### ABOUT THIS TASK
Transcribe each entry so that it matches the original exactly.

### DATA SHOWN

========

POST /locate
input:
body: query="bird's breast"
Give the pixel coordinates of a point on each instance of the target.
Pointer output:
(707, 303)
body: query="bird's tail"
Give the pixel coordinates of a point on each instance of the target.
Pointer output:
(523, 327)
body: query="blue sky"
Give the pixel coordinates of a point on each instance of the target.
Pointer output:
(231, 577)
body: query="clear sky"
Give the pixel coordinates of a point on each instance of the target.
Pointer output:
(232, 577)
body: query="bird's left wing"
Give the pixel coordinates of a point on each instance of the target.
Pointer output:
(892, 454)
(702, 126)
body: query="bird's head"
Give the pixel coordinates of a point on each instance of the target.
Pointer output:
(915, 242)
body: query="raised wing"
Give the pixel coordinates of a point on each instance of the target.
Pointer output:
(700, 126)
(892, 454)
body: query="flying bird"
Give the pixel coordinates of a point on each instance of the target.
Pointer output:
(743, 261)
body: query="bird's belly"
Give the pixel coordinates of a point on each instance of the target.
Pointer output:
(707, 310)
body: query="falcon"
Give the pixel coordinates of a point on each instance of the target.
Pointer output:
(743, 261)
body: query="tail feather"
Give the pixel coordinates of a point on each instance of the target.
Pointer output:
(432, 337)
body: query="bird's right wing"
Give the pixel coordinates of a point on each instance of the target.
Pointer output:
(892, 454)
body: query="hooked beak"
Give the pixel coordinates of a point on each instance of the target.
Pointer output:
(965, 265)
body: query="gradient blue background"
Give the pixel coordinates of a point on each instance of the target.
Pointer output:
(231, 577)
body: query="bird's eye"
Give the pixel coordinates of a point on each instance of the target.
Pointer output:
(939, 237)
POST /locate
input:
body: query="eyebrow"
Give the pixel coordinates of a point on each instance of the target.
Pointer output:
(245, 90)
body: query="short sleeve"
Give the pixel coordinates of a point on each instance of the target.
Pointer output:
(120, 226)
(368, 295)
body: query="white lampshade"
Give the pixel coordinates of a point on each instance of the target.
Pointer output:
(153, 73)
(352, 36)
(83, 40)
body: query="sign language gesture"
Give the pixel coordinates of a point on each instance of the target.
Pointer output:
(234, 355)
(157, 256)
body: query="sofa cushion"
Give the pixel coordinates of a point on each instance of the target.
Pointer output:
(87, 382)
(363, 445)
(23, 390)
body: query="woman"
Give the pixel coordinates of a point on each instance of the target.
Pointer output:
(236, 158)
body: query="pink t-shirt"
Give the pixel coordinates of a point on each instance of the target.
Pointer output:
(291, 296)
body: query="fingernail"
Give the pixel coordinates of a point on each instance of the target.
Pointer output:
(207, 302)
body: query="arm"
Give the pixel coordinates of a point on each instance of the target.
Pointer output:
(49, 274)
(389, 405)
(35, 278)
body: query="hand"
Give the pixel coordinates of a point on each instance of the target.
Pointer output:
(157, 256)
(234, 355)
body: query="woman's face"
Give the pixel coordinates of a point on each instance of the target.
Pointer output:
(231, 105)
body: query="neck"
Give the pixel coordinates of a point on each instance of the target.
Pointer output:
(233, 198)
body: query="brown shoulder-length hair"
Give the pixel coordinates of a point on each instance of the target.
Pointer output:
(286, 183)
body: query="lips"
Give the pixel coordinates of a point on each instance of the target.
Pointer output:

========

### WRITTEN SOLUTION
POST /locate
input:
body: query="bird's breast"
Give the pixel coordinates of a point on each instance of the target.
Pointer output:
(707, 303)
body: query="bird's tail"
Give the pixel coordinates of a point on each instance of the target.
Pointer output:
(523, 327)
body: query="blue sky"
Give the pixel coordinates of a point on each instance of the target.
Pointer output:
(231, 577)
body: query="clear sky"
Give the pixel coordinates of a point on each instance of the target.
Pointer output:
(232, 577)
body: query="bird's left wing"
Give the pixel coordinates of a point on each instance of the target.
Pointer output:
(892, 454)
(702, 126)
body: query="bird's head"
Give the pixel coordinates of a point on each instance of the target.
Pointer output:
(915, 242)
body: query="raised wing"
Give the pixel coordinates of a point on each instance of the target.
Pointer output:
(700, 126)
(892, 454)
body: query="flying bird"
Give the pixel coordinates of a point on each instance of the target.
Pointer output:
(743, 261)
body: query="bird's belly"
Give the pixel coordinates of a point on each instance of the target.
Pointer output:
(707, 310)
body: query="falcon"
Give the pixel coordinates of a point on each instance of the target.
Pointer output:
(743, 261)
body: query="tail feather"
Give the pixel coordinates of a point on each instance of the target.
Pointer output:
(432, 337)
body: query="bird's right wing"
Give the pixel coordinates of a point on each instance of the target.
Pointer output:
(892, 454)
body: query="hooked beak"
Give the pixel coordinates of a point on each instance of the target.
Pointer output:
(965, 265)
body: query="gradient blue background"
Give the pixel coordinates of a point on each instance of the target.
Pointer output:
(231, 577)
body: query="bird's eye"
Give the pixel coordinates of a point on each instance of the target.
Pointer output:
(939, 237)
POST /locate
input:
body: query="eyebrow"
Give the pixel coordinates of a point on each instance of the target.
Pointer output:
(245, 90)
body: query="short sleeve"
Give the pixel coordinates of a point on each instance of the target.
Pointer output:
(120, 226)
(368, 295)
body: query="white lampshade"
Give the pixel coordinates of a point on each instance of the target.
Pointer output:
(153, 73)
(352, 36)
(83, 40)
body: query="sign language gesture"
Give the pixel coordinates of a point on each instance of the target.
Pointer output:
(234, 355)
(157, 256)
body: query="sofa cushion"
Give the pixel coordinates of a point on each instance of the target.
Pointer output:
(87, 382)
(363, 445)
(23, 390)
body: query="woman"
Give the pixel coordinates of a point on each instance of the target.
Pointer output:
(236, 158)
body: query="pink t-shirt"
Give the pixel coordinates of a point on each instance of the target.
Pointer output:
(291, 296)
body: query="fingernail"
Give the pixel coordinates of a point on each instance of the target.
Pointer output:
(207, 302)
body: query="arm"
Give the pixel coordinates of a point on each instance of the target.
Pointer output:
(49, 274)
(389, 405)
(35, 278)
body: query="hand"
Give the pixel coordinates of a point on each instance of the target.
Pointer output:
(157, 256)
(234, 355)
body: query="woman's face"
Give the pixel coordinates of a point on each instance of the target.
Pointer output:
(231, 105)
body: query="neck"
Give the pixel coordinates of a point on each instance of the target.
Pointer output:
(233, 198)
body: query="brown shoulder-length hair"
Give the pixel coordinates of a point on each instance of the target.
Pointer output:
(286, 183)
body: query="lips"
Give the pixel coordinates of a point on each instance of the target.
Pointer output:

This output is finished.